TASK ITEM A: Transcribe the passage of the BryteFlow Blend excerpt starting with "Select one of" and going on through "job is RUNNING.".
START EXCERPT PROVIDED
This displays a list of jobs stored in the Git repository. Click on a job to see all versions of that job.
Select one of the versions to retrieve by clicking on the box for that version. This will show the download dialog. Select Download.
If the job does not exist, it will be downloaded and added to the list of jobs. If the job already exists, it will be replaced by the retrieved job.
Jobs within BryteFlow Blend can be in a number of states, the following section will detail these.
Jobs within BryteFlow Blend can be in a number of states as represented by their status. Possible status values are as follows…
The status of a job execution can be viewed in two ways.
Job List status
The current status of a Job is displayed in a secondary line of text beneath the name of the Job in the Job List, in the example below the Reconciliation job is RUNNING.
If more detailed information is required, for example in the case of an error, the Monitor View can be accessed via the Job Item menu on the right side of the Job Item
The monitor view shows the status information in addition to any error/exception information the Job has produced during execution.
BryteFlow Blend gives the ability to execute SQL in the form of Spark SQL Query Task. Spark SQL in BryteFlow Blend is executed as distributed in-memory computation, on massive scale. The SQL contained in the Query Task is compatible with ANSI SQL2 and the editor provides auto suggestion for syntax and built in functions.
The SQL is contained in a Query Task. A Query Task enables the user to filter, join and transform data from Load tasks or other Query Tasks using regular SQL.
Query Tasks enable users to reference the data from other BryteFlow Blend tasks within the same job as if they were regular database tables though the use of curly brace ‘{ }’ annotation. For example, if there is an existing task called ‘MyData’…it can be queried upon in another SQL Query Task with the following SQL:
SELECT *
FROM {MyData}
The following screenshot shows an example of the SQL in a SQL Query Task:
BryteFlow Blend uses SPARK SQL, this being compatible with ANSI SQL2 Standards and allows the developer to leverage existing skillsets. The standard set of SQL, functions and properties as listed as follows.
END EXCERPT PROVIDED
START EXERCISE INPUTS
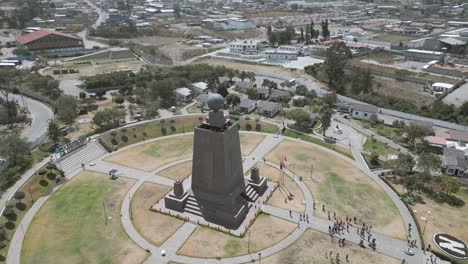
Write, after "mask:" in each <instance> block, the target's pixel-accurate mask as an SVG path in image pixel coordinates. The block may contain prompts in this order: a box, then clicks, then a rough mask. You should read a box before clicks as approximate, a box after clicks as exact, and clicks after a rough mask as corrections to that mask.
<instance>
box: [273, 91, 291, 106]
mask: <svg viewBox="0 0 468 264" xmlns="http://www.w3.org/2000/svg"><path fill="white" fill-rule="evenodd" d="M290 99H291V94H290V93H289V92H288V91H283V90H278V89H273V90H271V94H270V100H271V101H273V102H285V103H287V102H289V100H290Z"/></svg>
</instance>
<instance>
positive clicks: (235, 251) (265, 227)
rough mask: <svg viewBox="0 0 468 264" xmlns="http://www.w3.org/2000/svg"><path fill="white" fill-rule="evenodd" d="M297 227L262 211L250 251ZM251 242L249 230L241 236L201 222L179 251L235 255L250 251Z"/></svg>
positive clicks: (288, 233) (199, 254) (254, 225)
mask: <svg viewBox="0 0 468 264" xmlns="http://www.w3.org/2000/svg"><path fill="white" fill-rule="evenodd" d="M295 228H296V225H295V224H294V223H291V222H288V221H285V220H282V219H280V218H277V217H274V216H271V215H266V214H260V215H259V216H258V217H257V219H256V220H255V222H254V223H253V224H252V226H251V227H250V252H255V251H259V250H261V249H264V248H267V247H270V246H272V245H274V244H276V243H278V242H279V241H281V240H283V239H284V238H285V237H287V236H288V235H289V234H290V233H291V232H292V231H293V230H294V229H295ZM248 244H249V235H248V234H246V235H245V236H244V237H243V238H239V237H235V236H231V235H228V234H225V233H223V232H219V231H216V230H214V229H211V228H207V227H200V226H199V227H197V229H195V231H194V232H193V233H192V235H191V236H190V237H189V238H188V239H187V240H186V241H185V243H184V245H183V246H182V248H181V249H180V250H179V251H178V252H177V254H179V255H185V256H194V257H204V258H216V257H232V256H239V255H244V254H247V253H248V252H249V251H248ZM265 263H267V262H265Z"/></svg>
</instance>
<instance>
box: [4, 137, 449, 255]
END EXERCISE INPUTS
TASK ITEM B: Present the lines of the collected data above as a numbered list, skipping any blank lines and leaving the pictures out.

YOUR SOLUTION A:
Select one of the versions to retrieve by clicking on the box for that version. This will show the download dialog. Select Download.
If the job does not exist, it will be downloaded and added to the list of jobs. If the job already exists, it will be replaced by the retrieved job.
Jobs within BryteFlow Blend can be in a number of states, the following section will detail these.
Jobs within BryteFlow Blend can be in a number of states as represented by their status. Possible status values are as follows…
The status of a job execution can be viewed in two ways.
Job List status
The current status of a Job is displayed in a secondary line of text beneath the name of the Job in the Job List, in the example below the Reconciliation job is RUNNING.

YOUR SOLUTION B:
1. Write, after "mask:" in each <instance> block, the target's pixel-accurate mask as an SVG path in image pixel coordinates. The block may contain prompts in this order: a box, then clicks, then a rough mask. You should read a box before clicks as approximate, a box after clicks as exact, and clicks after a rough mask as corrections to that mask.
2. <instance>
3. box: [273, 91, 291, 106]
4. mask: <svg viewBox="0 0 468 264" xmlns="http://www.w3.org/2000/svg"><path fill="white" fill-rule="evenodd" d="M290 99H291V94H290V93H289V92H288V91H283V90H278V89H273V90H271V94H270V100H271V101H273V102H285V103H287V102H289V100H290Z"/></svg>
5. </instance>
6. <instance>
7. positive clicks: (235, 251) (265, 227)
8. rough mask: <svg viewBox="0 0 468 264" xmlns="http://www.w3.org/2000/svg"><path fill="white" fill-rule="evenodd" d="M297 227L262 211L250 251ZM251 242L249 230L241 236L201 222L179 251L235 255L250 251Z"/></svg>
9. positive clicks: (288, 233) (199, 254) (254, 225)
10. mask: <svg viewBox="0 0 468 264" xmlns="http://www.w3.org/2000/svg"><path fill="white" fill-rule="evenodd" d="M295 228H296V225H295V224H294V223H291V222H288V221H285V220H282V219H280V218H277V217H274V216H271V215H266V214H260V215H259V216H258V217H257V219H256V220H255V222H254V223H253V224H252V226H251V227H250V252H255V251H259V250H261V249H264V248H267V247H270V246H272V245H274V244H276V243H278V242H279V241H281V240H283V239H284V238H285V237H287V236H288V235H289V234H290V233H291V232H292V231H293V230H294V229H295ZM248 244H249V235H248V234H246V235H245V236H244V237H243V238H239V237H235V236H231V235H228V234H225V233H223V232H219V231H216V230H214V229H211V228H207V227H200V226H199V227H197V229H195V231H194V232H193V233H192V235H191V236H190V237H189V238H188V239H187V240H186V241H185V243H184V245H183V246H182V248H181V249H180V250H179V251H178V252H177V254H179V255H185V256H194V257H204V258H216V257H232V256H239V255H244V254H247V253H248V252H249V251H248ZM265 263H267V262H265Z"/></svg>
11. </instance>
12. <instance>
13. box: [4, 137, 449, 255]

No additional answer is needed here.